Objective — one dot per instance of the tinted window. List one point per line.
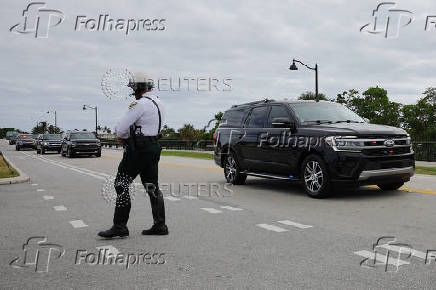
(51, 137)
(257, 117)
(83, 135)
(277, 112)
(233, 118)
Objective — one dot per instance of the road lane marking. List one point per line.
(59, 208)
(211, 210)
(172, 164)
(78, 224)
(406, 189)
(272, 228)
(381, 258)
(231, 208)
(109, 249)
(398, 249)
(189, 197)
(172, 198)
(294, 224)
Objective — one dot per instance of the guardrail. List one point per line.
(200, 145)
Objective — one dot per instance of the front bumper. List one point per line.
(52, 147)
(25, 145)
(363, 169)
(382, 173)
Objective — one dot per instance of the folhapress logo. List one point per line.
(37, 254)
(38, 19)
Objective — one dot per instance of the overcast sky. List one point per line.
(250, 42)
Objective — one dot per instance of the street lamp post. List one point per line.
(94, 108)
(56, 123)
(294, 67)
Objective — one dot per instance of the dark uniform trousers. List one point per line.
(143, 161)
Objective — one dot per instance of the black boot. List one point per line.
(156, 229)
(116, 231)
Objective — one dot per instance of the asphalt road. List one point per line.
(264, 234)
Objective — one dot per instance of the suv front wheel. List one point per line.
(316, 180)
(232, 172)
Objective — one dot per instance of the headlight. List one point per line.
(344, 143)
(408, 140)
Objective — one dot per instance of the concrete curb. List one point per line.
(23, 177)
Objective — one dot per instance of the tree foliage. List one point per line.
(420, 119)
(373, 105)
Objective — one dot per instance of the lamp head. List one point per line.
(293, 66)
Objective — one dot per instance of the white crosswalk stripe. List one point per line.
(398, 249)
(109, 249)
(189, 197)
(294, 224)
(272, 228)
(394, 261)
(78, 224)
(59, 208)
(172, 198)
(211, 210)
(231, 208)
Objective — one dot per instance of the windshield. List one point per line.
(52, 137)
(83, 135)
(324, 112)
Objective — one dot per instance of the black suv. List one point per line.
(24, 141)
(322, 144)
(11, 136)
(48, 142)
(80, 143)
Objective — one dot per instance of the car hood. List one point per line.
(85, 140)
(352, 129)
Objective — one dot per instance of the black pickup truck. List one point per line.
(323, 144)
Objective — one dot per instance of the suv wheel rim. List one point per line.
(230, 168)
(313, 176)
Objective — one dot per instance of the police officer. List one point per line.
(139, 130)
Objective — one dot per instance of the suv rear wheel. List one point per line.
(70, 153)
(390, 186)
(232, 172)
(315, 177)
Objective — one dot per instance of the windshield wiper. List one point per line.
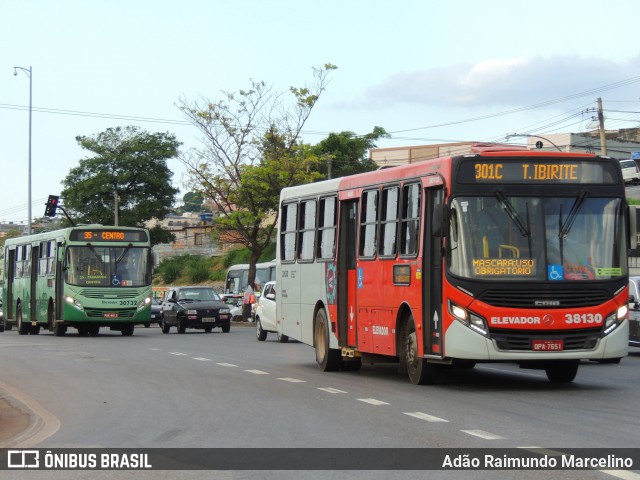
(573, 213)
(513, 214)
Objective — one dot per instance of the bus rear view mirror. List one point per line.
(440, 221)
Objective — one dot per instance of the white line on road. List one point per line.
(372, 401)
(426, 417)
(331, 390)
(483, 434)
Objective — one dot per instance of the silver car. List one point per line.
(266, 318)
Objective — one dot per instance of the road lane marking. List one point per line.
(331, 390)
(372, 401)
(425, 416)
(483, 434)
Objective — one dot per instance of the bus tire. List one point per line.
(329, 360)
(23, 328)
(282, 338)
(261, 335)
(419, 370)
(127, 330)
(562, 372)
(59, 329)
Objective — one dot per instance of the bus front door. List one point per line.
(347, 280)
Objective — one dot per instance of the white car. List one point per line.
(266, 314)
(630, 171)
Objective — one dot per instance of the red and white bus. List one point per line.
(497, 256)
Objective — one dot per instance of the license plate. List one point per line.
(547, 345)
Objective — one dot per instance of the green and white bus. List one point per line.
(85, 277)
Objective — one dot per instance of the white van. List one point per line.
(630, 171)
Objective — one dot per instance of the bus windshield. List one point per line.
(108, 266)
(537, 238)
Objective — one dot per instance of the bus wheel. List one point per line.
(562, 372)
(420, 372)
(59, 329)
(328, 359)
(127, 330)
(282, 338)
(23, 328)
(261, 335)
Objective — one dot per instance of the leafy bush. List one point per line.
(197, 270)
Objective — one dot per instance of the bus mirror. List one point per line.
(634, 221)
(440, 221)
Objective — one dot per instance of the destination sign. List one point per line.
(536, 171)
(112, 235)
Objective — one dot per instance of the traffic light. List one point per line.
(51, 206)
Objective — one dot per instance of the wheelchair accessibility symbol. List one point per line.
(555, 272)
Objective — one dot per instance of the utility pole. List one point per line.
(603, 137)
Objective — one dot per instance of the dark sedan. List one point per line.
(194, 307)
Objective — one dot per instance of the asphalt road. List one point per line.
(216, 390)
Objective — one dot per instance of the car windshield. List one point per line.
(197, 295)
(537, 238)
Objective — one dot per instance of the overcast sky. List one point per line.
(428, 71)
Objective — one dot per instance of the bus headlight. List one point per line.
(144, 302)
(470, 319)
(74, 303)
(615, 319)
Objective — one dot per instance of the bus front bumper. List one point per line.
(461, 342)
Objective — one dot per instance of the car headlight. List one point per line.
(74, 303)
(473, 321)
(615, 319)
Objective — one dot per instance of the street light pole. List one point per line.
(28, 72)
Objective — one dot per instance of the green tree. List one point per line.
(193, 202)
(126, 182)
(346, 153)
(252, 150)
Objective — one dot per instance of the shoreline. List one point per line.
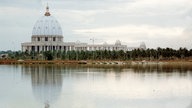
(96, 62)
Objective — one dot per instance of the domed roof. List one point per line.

Problem: Every record above must be given again exactly; drop the pictures.

Output for this exercise:
Objective — one dot per instance of the tinted window. List one point per line.
(51, 137)
(257, 117)
(83, 135)
(277, 112)
(233, 118)
Objective — one dot per instance of the road lane marking. List one point per line.
(59, 208)
(211, 210)
(172, 164)
(78, 224)
(406, 189)
(272, 228)
(381, 258)
(231, 208)
(109, 249)
(398, 249)
(189, 197)
(172, 198)
(294, 224)
Objective — one dot per instance of the guardrail. List one point per line.
(200, 145)
Objective — one dot per instance of the front bumper. List one point per line.
(52, 147)
(25, 145)
(363, 169)
(382, 173)
Objective — one dot per instance of the folhapress logo. List one point per line.
(37, 254)
(38, 19)
Objective — one dot per instance of the overcast sky. List one point per line.
(250, 42)
Objective — one dot per instance of the street lamp post. List one point per line.
(94, 108)
(56, 123)
(294, 67)
Objective — one dot per instance of the dark uniform trousers. List one point per line.
(143, 161)
Objective — one dot per instance of the black boot. List one point per line.
(156, 229)
(116, 231)
Objective — one dot per instance of the asphalt road. List one point per line.
(264, 234)
Objective — one dot per instance of the suv front wheel. List one point per line.
(316, 180)
(232, 172)
Objective — one dot per instance of the headlight. List one point per line.
(344, 143)
(408, 140)
Objective — one dot per instance of the concrete curb. List one point per line.
(23, 177)
Objective — one dot per instance of the tree foliage. List one point per line.
(420, 119)
(373, 105)
Objective — one dot per instance of the lamp head. List one point per line.
(293, 66)
Objective — one dot per instance of the white crosswalk stripe. List one point per line.
(398, 249)
(109, 249)
(189, 197)
(294, 224)
(272, 228)
(394, 261)
(78, 224)
(59, 208)
(172, 198)
(211, 210)
(231, 208)
Objective — one dot per instance of the windshield. List one point per line.
(52, 137)
(83, 135)
(324, 112)
Objective — one dot per instance of the black suv. List one point per line.
(24, 141)
(322, 144)
(11, 136)
(48, 142)
(80, 143)
Objective — one dot per instance of the car hood. List one point per line.
(85, 140)
(352, 129)
Objective — one dot per instance of the black pickup truck. List one point per line.
(323, 144)
Objective — one dot per instance of the suv wheel rim. List one point per line.
(230, 168)
(313, 176)
Objective — one dot per instance of the police officer. List one point per line.
(139, 130)
Objective — one dot per instance of the suv rear wheel. List one point per line.
(70, 153)
(390, 186)
(232, 172)
(315, 177)
Objective — one dot per instance of the windshield wiper. List one point per line.
(573, 213)
(513, 214)
Objective — one dot per instance of the bus rear view mirror. List one point per line.
(440, 221)
Objective — one dot per instance of the white line on road. List one point per line.
(372, 401)
(426, 417)
(331, 390)
(483, 434)
Objective — one dot per instance of the silver car. List one point per line.
(266, 318)
Objective — one dot per instance of the road lane marking. List one point per line.
(331, 390)
(372, 401)
(425, 416)
(483, 434)
Objective — one dot per instance of the bus tire. List one point per line.
(329, 360)
(23, 328)
(282, 338)
(261, 335)
(419, 370)
(127, 330)
(562, 372)
(59, 329)
Objective — one dot per instance of the bus front door. List one point per line.
(347, 280)
Objective — one dot per instance of the white car. List one point per line.
(266, 314)
(630, 171)
Objective — one dot per instance of the red and white bus. List one point per line.
(497, 256)
Objective — one dot per instance of the license plate. List one point per line.
(547, 345)
Objective — one dot per instance of the green and white bus. List one point per line.
(85, 277)
Objective — one dot per instance of the white van. List one point per line.
(630, 171)
Objective — one dot per instance of the bus windshield. List one point per line.
(108, 266)
(537, 238)
Objective — one dot per instance of the bus wheel. List one point per line.
(562, 372)
(420, 372)
(59, 329)
(328, 359)
(127, 330)
(282, 338)
(23, 328)
(261, 335)
Objective — one dot per instance of the leafy bush. List one point per line.
(197, 270)
Objective — one dot per instance of the bus mirror. List one point per line.
(634, 221)
(440, 221)
Objective — one dot per instance of the destination sign. List one point per line.
(536, 171)
(112, 235)
Objective — one dot per instance of the traffic light. List one point per line.
(51, 206)
Objective — one dot per instance of the wheelchair accessibility symbol. List one point per line.
(555, 272)
Objective — one dot per instance of the utility pole. List one point per line.
(603, 137)
Objective — one dot per instance of the dark sedan. List one point per line.
(194, 307)
Objective — one dot per instance of the asphalt road. List one point per line.
(216, 390)
Objective — one dot per instance of the car windshield. List one point per line.
(197, 295)
(537, 238)
Objective — one dot per instance of the overcast sky. List one point per line.
(428, 71)
Objective — one dot per instance of the bus headlight. List one point per line.
(144, 302)
(470, 319)
(74, 303)
(615, 319)
Objective — one dot per instance of the bus front bumper. List one point per line.
(461, 342)
Objective — one dot per instance of the car headlight. List one point per line.
(74, 303)
(473, 321)
(615, 319)
Objective — one dot per instance of the street light pole. List one point per line.
(28, 72)
Objective — one dot per instance of the green tree. List one point per line.
(193, 202)
(126, 182)
(346, 153)
(252, 150)
Objective — one dot per instance of the shoreline. List one point per line.
(96, 62)
Objective — one dot per instance of the domed roof. List one point per line.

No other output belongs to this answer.